_BRIEF_. Which lines run from the one containing "Each instance receives a single keypoint. Tag the curved red" to the end of the records? Write them out exactly, both ends included, and nothing else.

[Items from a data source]
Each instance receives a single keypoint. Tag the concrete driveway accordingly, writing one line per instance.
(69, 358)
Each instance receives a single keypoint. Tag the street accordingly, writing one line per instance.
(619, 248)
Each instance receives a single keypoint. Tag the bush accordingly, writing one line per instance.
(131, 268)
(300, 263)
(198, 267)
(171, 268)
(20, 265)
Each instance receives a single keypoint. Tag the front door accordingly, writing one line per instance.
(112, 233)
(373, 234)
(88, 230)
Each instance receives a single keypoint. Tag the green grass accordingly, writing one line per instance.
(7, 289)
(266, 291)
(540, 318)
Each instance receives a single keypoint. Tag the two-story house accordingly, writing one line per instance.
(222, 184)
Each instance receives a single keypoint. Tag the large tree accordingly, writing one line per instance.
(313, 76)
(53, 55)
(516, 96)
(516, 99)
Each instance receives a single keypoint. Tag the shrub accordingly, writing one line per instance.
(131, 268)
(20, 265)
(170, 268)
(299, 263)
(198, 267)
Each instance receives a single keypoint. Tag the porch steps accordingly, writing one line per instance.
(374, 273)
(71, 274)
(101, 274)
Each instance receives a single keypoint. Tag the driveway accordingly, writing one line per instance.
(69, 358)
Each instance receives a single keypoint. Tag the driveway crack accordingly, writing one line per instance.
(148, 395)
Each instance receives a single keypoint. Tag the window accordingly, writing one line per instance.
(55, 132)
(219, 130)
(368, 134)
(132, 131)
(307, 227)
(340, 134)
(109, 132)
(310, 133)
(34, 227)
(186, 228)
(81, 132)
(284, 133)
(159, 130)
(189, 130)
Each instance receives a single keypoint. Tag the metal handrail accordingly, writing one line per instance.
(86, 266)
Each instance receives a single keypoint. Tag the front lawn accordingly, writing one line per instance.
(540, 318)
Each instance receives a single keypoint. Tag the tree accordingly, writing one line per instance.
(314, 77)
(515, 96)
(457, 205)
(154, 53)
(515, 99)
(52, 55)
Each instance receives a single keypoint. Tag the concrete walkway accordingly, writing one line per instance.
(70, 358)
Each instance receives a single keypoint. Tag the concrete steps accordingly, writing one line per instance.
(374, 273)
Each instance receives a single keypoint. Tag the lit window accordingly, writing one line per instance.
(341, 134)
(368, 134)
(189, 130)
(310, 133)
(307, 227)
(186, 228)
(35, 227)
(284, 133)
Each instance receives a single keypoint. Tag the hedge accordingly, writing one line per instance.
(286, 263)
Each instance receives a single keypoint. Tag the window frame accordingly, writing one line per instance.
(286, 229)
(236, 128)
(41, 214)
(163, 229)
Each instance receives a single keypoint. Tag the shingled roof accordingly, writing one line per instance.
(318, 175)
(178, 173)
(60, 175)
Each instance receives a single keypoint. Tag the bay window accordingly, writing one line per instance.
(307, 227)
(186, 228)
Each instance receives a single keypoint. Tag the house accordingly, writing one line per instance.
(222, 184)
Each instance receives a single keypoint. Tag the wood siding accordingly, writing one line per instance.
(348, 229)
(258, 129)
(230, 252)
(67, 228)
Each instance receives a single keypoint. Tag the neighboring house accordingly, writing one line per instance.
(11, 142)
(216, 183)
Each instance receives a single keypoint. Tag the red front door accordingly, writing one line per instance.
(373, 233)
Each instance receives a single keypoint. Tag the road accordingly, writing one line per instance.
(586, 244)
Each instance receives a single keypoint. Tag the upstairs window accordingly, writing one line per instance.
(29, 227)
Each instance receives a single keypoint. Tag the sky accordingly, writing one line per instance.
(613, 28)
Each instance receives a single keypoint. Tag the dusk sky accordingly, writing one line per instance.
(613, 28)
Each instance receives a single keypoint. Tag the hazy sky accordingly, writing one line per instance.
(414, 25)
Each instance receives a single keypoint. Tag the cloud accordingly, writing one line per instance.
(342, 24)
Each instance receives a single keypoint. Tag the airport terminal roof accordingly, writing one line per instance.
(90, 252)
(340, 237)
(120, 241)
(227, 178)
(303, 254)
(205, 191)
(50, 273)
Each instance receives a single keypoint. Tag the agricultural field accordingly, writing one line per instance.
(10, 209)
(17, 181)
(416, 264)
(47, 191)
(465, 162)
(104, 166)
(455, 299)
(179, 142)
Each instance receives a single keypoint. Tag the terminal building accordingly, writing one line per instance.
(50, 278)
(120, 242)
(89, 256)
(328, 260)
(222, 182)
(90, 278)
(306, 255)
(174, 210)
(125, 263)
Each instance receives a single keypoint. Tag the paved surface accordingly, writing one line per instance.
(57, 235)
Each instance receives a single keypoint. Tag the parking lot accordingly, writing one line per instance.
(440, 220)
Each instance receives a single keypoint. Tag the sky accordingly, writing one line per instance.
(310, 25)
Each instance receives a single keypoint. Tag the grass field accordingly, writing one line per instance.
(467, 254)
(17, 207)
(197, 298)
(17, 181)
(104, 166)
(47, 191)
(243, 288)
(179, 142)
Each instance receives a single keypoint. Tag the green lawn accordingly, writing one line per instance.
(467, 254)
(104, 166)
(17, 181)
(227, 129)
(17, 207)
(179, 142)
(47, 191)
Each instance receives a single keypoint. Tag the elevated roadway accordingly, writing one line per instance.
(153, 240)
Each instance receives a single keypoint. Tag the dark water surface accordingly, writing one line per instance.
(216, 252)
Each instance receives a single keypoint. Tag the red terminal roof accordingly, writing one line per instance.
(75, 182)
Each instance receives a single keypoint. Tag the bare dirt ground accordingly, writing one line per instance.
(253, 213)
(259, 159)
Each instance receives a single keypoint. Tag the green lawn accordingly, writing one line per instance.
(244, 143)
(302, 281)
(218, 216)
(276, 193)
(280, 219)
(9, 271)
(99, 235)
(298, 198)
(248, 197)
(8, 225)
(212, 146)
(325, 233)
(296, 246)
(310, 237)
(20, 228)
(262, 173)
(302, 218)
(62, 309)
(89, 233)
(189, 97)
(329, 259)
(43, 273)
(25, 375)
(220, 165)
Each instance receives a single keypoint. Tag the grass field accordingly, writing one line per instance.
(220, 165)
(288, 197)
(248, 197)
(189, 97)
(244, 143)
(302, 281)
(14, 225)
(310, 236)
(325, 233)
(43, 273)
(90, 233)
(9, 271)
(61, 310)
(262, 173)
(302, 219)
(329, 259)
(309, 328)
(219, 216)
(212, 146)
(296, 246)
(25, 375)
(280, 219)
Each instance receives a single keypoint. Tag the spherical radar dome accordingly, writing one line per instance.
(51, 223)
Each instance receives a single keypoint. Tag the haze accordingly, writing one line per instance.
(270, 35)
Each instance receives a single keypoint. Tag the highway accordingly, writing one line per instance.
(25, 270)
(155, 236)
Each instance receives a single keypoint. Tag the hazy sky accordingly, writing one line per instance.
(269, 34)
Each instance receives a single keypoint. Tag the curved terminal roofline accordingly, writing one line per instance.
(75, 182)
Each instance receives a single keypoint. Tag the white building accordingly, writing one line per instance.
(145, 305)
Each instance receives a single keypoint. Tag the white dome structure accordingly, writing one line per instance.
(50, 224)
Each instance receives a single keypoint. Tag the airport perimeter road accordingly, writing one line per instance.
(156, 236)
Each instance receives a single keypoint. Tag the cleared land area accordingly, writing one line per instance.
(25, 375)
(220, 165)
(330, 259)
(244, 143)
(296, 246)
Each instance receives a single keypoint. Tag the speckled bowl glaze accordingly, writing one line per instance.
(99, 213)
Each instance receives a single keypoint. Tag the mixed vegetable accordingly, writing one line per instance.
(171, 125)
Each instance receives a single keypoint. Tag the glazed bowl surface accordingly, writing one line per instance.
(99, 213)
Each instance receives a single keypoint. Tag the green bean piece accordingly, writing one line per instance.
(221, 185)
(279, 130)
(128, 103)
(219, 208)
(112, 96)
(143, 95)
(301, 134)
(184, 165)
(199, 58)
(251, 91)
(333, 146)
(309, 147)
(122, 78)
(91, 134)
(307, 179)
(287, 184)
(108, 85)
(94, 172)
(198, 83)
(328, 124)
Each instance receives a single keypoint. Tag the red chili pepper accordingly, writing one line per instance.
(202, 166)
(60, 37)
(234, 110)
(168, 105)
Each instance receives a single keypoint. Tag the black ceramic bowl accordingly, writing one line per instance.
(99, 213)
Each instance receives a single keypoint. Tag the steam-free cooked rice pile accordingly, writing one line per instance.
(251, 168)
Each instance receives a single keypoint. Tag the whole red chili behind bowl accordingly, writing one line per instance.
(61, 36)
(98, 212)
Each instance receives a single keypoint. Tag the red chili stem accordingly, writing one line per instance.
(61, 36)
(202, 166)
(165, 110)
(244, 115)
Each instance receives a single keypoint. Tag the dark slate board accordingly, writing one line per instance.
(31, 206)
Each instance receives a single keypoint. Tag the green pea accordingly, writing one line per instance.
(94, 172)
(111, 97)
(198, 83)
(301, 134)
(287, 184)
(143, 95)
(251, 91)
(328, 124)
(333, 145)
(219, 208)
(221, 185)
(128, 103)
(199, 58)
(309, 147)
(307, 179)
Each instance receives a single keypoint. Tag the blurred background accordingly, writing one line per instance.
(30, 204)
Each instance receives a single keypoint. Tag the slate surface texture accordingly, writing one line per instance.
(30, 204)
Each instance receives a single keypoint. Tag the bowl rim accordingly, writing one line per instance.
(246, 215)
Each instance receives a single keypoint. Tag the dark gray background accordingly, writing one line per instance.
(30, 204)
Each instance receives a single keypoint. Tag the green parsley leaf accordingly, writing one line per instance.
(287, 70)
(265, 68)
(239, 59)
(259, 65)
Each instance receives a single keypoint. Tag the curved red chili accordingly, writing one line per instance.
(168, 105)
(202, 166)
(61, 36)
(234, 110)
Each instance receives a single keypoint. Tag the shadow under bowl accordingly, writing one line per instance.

_SOLUTION TO THIS TASK_.
Each instance receives a single keypoint. Tag the curved red chili accordingly, writing one line per instance.
(168, 105)
(202, 166)
(61, 36)
(234, 110)
Each instance receives a single keypoint. Tag the shadow under bowl accordingly, writing one line per instance.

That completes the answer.